(Information supplied Opens)

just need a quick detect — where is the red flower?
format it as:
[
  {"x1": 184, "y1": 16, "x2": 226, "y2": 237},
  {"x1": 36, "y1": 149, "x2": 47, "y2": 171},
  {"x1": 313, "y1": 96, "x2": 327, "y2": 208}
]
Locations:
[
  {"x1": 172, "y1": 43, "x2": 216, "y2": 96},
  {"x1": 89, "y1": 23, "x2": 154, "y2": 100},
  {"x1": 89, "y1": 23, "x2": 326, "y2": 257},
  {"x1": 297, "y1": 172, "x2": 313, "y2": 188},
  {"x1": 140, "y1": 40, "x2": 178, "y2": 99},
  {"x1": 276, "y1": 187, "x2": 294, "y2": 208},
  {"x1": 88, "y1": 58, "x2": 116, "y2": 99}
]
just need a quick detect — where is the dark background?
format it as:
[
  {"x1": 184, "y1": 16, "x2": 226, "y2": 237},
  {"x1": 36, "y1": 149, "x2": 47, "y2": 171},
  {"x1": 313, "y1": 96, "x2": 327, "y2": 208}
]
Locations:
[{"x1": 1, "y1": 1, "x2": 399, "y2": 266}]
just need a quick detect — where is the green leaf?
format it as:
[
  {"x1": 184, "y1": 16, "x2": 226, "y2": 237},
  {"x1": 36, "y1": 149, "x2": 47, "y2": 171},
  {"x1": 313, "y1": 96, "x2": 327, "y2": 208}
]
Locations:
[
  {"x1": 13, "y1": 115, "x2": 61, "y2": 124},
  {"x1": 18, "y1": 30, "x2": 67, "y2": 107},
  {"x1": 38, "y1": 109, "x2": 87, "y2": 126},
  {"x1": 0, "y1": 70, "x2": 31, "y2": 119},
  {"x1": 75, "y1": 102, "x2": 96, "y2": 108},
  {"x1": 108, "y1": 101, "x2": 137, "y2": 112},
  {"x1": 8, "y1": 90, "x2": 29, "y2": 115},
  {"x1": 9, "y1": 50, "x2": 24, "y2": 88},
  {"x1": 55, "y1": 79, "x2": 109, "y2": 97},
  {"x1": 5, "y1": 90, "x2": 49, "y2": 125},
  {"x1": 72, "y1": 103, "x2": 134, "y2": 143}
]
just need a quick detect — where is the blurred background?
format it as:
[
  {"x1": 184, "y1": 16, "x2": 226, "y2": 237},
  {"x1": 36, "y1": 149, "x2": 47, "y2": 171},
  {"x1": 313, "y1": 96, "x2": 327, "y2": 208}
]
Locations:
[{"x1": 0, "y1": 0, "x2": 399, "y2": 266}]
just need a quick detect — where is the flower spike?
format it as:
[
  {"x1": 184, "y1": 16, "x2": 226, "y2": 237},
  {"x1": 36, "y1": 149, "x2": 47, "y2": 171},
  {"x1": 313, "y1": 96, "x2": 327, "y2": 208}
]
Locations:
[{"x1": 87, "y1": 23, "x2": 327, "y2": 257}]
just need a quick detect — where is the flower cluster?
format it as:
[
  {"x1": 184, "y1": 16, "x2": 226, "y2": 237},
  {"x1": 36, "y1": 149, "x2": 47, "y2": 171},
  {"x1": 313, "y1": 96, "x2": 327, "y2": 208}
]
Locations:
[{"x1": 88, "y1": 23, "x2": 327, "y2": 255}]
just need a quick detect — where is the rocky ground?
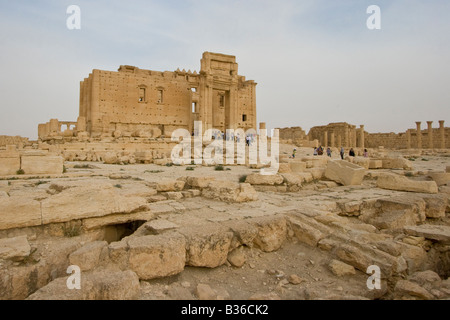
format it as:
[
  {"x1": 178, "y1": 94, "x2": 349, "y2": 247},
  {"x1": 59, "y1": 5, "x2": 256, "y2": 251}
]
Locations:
[{"x1": 1, "y1": 146, "x2": 449, "y2": 300}]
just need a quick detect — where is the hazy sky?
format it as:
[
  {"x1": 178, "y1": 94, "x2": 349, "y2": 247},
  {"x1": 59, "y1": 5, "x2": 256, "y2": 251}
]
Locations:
[{"x1": 0, "y1": 0, "x2": 449, "y2": 139}]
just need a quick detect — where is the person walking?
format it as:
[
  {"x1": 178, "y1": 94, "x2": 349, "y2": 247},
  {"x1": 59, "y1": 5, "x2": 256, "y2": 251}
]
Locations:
[{"x1": 340, "y1": 147, "x2": 344, "y2": 160}]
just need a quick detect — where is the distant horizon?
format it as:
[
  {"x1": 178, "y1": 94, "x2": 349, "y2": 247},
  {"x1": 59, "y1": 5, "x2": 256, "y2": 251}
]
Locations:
[{"x1": 1, "y1": 1, "x2": 449, "y2": 140}]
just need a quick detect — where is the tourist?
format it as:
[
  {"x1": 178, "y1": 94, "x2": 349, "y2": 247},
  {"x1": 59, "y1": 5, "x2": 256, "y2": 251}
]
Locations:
[
  {"x1": 326, "y1": 147, "x2": 331, "y2": 157},
  {"x1": 340, "y1": 147, "x2": 344, "y2": 160},
  {"x1": 313, "y1": 147, "x2": 318, "y2": 156},
  {"x1": 364, "y1": 149, "x2": 368, "y2": 157},
  {"x1": 349, "y1": 148, "x2": 355, "y2": 157},
  {"x1": 292, "y1": 148, "x2": 297, "y2": 158}
]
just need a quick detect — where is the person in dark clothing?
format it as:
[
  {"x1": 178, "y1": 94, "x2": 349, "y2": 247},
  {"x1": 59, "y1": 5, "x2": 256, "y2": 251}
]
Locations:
[{"x1": 349, "y1": 148, "x2": 355, "y2": 157}]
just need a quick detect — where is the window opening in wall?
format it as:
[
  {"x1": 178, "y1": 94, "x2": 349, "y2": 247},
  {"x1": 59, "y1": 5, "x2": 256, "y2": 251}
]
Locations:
[
  {"x1": 138, "y1": 87, "x2": 146, "y2": 102},
  {"x1": 242, "y1": 114, "x2": 247, "y2": 122},
  {"x1": 191, "y1": 87, "x2": 197, "y2": 92},
  {"x1": 219, "y1": 94, "x2": 225, "y2": 107},
  {"x1": 157, "y1": 89, "x2": 163, "y2": 103}
]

(Information supplied Closes)

**Goal of the exercise:** Search the entries for the word "flower". Copy each line where it appears.

**Answer area:**
just need a quick detect — where is the red flower?
just need a quick detect — where is the flower spike?
just need a quick detect — where is the flower cluster?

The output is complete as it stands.